§ **Problems to solve**:
a. Reproduce the passage about ghosts, starting at "Most people think" and ending at "one at a time.".
b. Please rewrite the entries below with "thin stalk" changed to "narrow stem" and everything else left as it is. Leave the pictures out of your answer.

§ **Provided passage**:
--- START ---
Most people think that the only ghost encounters are visual. But people also hear ghosts (voices, movements, footsteps), smell scents associated with them (like perfume, cologne), and even feel something (cold, a presence, or even the feeling of being touched). Some people experience one of these, but many experience more than one at a time.
I have not seen or heard a ghost, but I have been "touched" by more than a couple, felt presences on occasions where others have seen a ghost, and even smelled a scent associated with a friend who'd recently died.
5. Can a ghost harm you?
Their appearances can frighten people because people think ghosts are dangerous, which can lead to people hurting themselves.
Ghosts are just consciousness -- mental energy -- and when we perceive anything (see, hear, feel, smell), it is just that -- a perception. Think of it this way: the ghost "sends" the information about himself or herself into your mind. Your mind makes sense of it -- perceives it -- and converts it into sights, sounds, smells, or feelings. But nothing a ghost does directly can hurt you.
6. What is the worst spirit you can come across?
--- END ---
§ **Given information**:
--- START ---
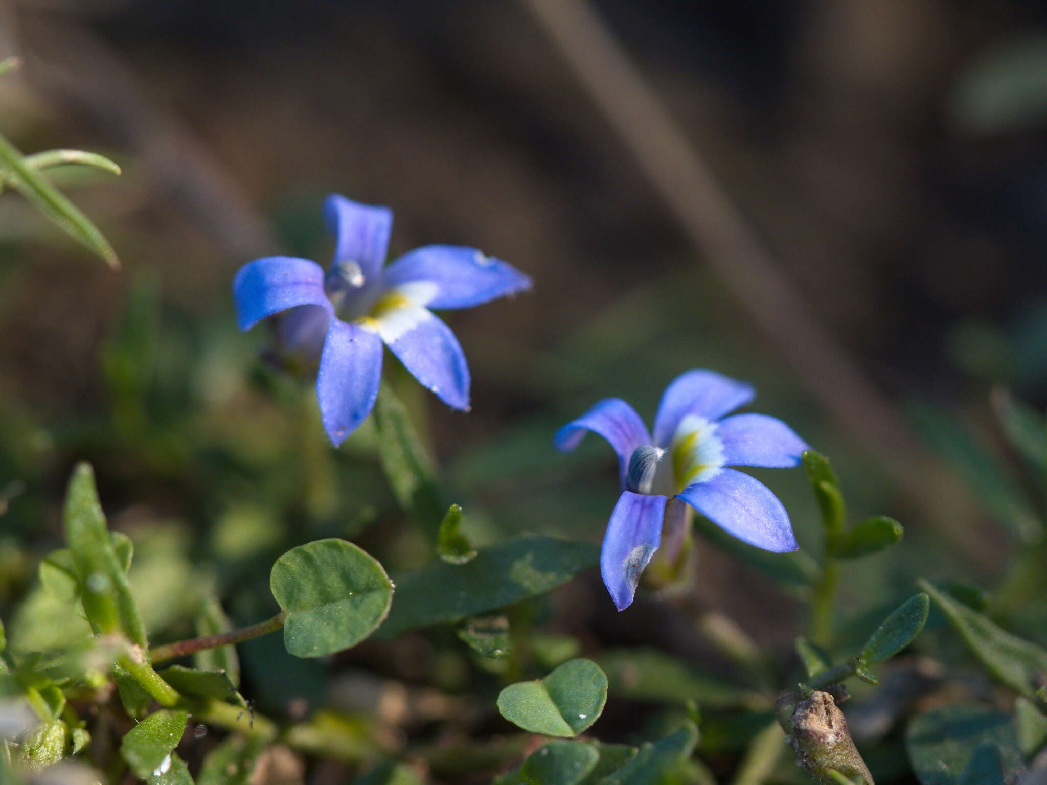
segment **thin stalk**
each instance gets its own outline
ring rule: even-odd
[[[186,641],[175,641],[172,644],[157,646],[155,649],[150,650],[149,656],[154,663],[162,663],[165,659],[183,657],[186,654],[193,654],[197,651],[217,649],[219,646],[228,646],[229,644],[239,644],[244,641],[250,641],[251,638],[274,632],[283,626],[284,611],[281,611],[272,619],[267,619],[264,622],[252,624],[250,627],[242,627],[239,630],[220,632],[216,635],[191,637]]]
[[[826,548],[822,577],[810,599],[810,640],[823,648],[832,645],[832,609],[840,583],[840,560]]]
[[[117,660],[117,663],[119,663],[120,667],[130,673],[134,677],[134,680],[141,685],[141,688],[160,705],[170,709],[181,699],[182,696],[178,694],[178,691],[164,681],[160,677],[160,674],[154,671],[152,666],[148,663],[143,663],[139,658],[131,655],[124,655]]]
--- END ---
§ **Task-by-task results**:
a.
Most people think that the only ghost encounters are visual. But people also hear ghosts (voices, movements, footsteps), smell scents associated with them (like perfume, cologne), and even feel something (cold, a presence, or even the feeling of being touched). Some people experience one of these, but many experience more than one at a time.

b.
segment **narrow stem**
each instance gets its own outline
ring rule: even-odd
[[[186,641],[175,641],[172,644],[157,646],[155,649],[150,650],[149,656],[154,663],[162,663],[165,659],[183,657],[186,654],[193,654],[197,651],[217,649],[219,646],[228,646],[229,644],[239,644],[244,641],[250,641],[251,638],[274,632],[283,626],[284,611],[281,611],[272,619],[267,619],[264,622],[252,624],[250,627],[242,627],[239,630],[220,632],[216,635],[191,637]]]
[[[826,548],[822,577],[810,599],[810,640],[823,648],[832,645],[832,609],[840,583],[840,560]]]
[[[117,660],[117,663],[119,663],[120,667],[130,673],[134,677],[134,680],[141,685],[141,688],[160,705],[170,709],[181,699],[182,696],[178,694],[178,691],[164,681],[160,677],[160,674],[154,671],[152,666],[148,663],[143,663],[139,658],[131,655],[124,655]]]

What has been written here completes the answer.